Los poderosos tienen asegurada la debida asistencia a cualquier edad. Tienen la tentación de no preocuparse suficientemente de las personas más desfavorecidas que no son consideradas productivas y que reciben pensiones de jubilación. Cuando promocionan la idea de no atender con todos los medios posibles a mayores de 80 años, eso no les afecta a ellos, sino a quienes, además de mayores, no son ricos. Incluso ante peligros como la COVID-19, la esperanza de vida depende de muchos factores, no solo de la edad. Aunque se llegara a aceptar la inhumana idea de no atender a quienes es más difícil que se recuperen, no sería la edad el único factor a tener en cuenta. 

Frente a ese cruel paso atrás en las conquistas de derechos ya logradas, defendamos dos temas muy claros; el primero es reforzar el sistema sanitario público y universal, el segundo es que todas las decisiones sobre salud (y especialmente las de los gobiernos) se hagan teniendo en cuenta las evidencias científicas internacionales y no solo a los expertos que dicen lo que quieren que digan quienes les han elegido. Así no hará falta elegir, podremos atender debidamente a toda persona, podremos seguir avanzando en la realización de los derechos humanos.

■ Entradas de datos almacenadas ■
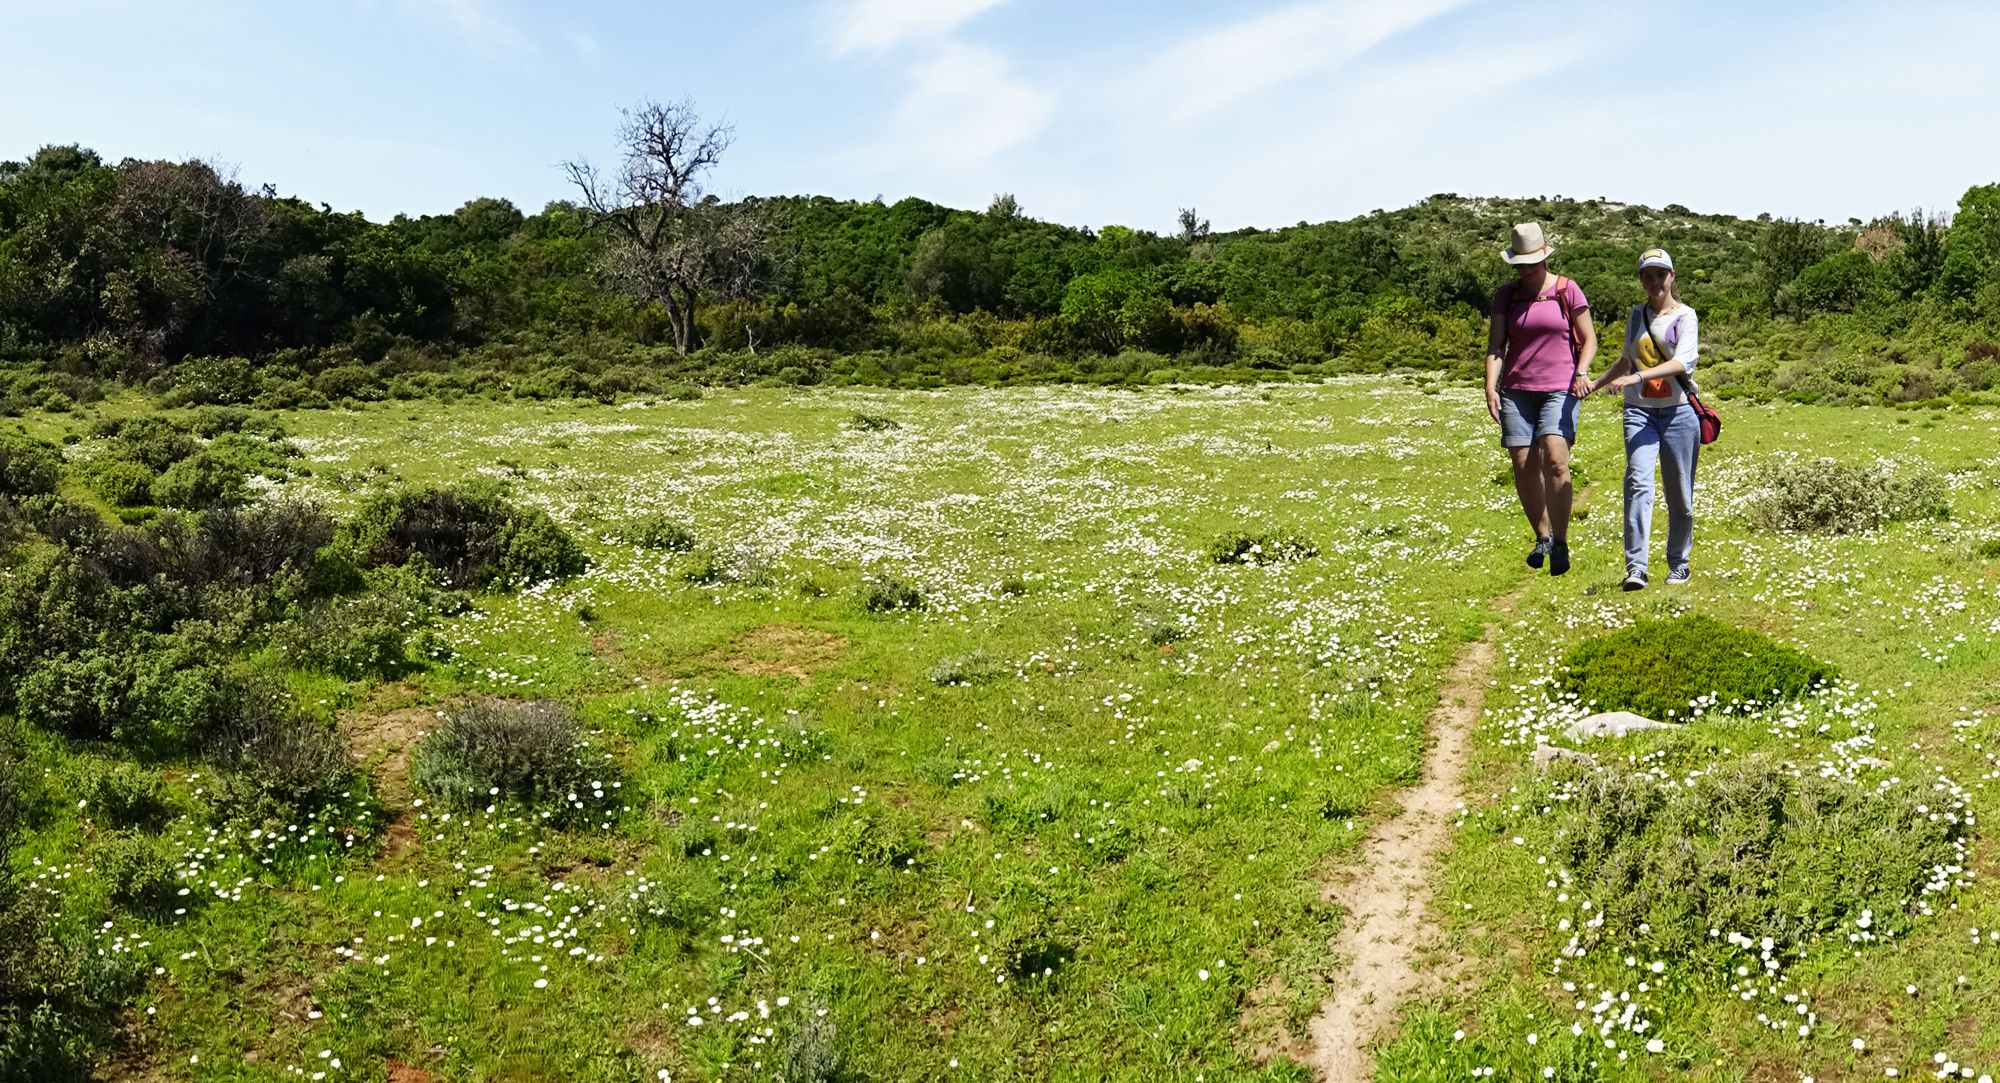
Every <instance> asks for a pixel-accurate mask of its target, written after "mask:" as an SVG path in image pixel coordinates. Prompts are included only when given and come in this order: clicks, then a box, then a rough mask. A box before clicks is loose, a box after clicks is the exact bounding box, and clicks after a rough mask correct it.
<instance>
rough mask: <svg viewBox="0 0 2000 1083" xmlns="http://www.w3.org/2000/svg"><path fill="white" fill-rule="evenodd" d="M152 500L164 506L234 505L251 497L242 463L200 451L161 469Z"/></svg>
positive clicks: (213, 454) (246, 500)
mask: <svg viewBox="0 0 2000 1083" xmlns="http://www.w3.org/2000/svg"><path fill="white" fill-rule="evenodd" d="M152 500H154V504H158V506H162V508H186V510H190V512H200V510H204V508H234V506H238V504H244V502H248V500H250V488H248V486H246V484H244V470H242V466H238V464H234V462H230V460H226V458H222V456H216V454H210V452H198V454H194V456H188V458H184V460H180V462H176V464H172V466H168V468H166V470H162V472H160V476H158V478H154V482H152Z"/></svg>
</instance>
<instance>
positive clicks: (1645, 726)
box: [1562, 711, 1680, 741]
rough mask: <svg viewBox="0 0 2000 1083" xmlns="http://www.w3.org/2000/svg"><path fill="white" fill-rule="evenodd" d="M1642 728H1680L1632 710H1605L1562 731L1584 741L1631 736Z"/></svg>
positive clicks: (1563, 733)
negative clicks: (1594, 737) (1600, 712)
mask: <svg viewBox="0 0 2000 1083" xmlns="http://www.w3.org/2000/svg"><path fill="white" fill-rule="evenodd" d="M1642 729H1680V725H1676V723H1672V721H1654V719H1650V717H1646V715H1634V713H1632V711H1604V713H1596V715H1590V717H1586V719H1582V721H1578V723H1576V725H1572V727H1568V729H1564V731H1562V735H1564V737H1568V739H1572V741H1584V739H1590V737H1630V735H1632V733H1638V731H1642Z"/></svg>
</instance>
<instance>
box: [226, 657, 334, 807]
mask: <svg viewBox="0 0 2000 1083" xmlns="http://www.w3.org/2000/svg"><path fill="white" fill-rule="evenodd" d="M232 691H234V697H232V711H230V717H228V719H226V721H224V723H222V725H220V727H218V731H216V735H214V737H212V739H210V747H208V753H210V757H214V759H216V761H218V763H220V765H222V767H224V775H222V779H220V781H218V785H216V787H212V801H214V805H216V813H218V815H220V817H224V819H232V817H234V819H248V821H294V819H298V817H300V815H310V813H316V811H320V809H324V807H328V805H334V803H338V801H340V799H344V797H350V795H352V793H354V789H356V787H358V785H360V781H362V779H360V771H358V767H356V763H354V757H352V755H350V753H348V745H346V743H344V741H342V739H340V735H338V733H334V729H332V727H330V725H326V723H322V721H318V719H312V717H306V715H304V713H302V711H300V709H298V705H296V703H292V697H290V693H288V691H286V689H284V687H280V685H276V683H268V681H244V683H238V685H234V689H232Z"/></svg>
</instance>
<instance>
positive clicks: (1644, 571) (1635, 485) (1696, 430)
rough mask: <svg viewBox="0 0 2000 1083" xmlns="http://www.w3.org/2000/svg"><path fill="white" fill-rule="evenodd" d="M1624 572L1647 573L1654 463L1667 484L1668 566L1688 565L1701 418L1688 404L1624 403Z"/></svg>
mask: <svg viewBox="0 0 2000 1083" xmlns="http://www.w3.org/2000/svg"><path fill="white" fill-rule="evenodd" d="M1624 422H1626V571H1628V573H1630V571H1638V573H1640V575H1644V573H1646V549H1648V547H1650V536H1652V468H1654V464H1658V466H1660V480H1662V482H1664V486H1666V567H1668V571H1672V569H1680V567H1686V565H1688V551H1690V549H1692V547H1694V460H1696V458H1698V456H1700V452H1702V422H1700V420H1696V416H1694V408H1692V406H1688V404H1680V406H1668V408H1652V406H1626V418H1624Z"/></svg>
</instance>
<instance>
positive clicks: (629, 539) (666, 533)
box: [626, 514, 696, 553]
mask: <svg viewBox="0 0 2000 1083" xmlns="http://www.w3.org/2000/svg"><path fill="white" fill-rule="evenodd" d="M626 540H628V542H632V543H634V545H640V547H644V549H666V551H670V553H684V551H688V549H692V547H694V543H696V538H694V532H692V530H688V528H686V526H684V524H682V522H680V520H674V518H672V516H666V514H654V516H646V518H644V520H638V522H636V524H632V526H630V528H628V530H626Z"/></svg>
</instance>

■ Enunciado de tarea ■
Reproduce sin cambios el fragmento del texto sobre la atención sanitaria a las personas mayores que va desde "Frente a ese" hasta "los derechos humanos.".

■ Solución del problema ■
Frente a ese cruel paso atrás en las conquistas de derechos ya logradas, defendamos dos temas muy claros; el primero es reforzar el sistema sanitario público y universal, el segundo es que todas las decisiones sobre salud (y especialmente las de los gobiernos) se hagan teniendo en cuenta las evidencias científicas internacionales y no solo a los expertos que dicen lo que quieren que digan quienes les han elegido. Así no hará falta elegir, podremos atender debidamente a toda persona, podremos seguir avanzando en la realización de los derechos humanos.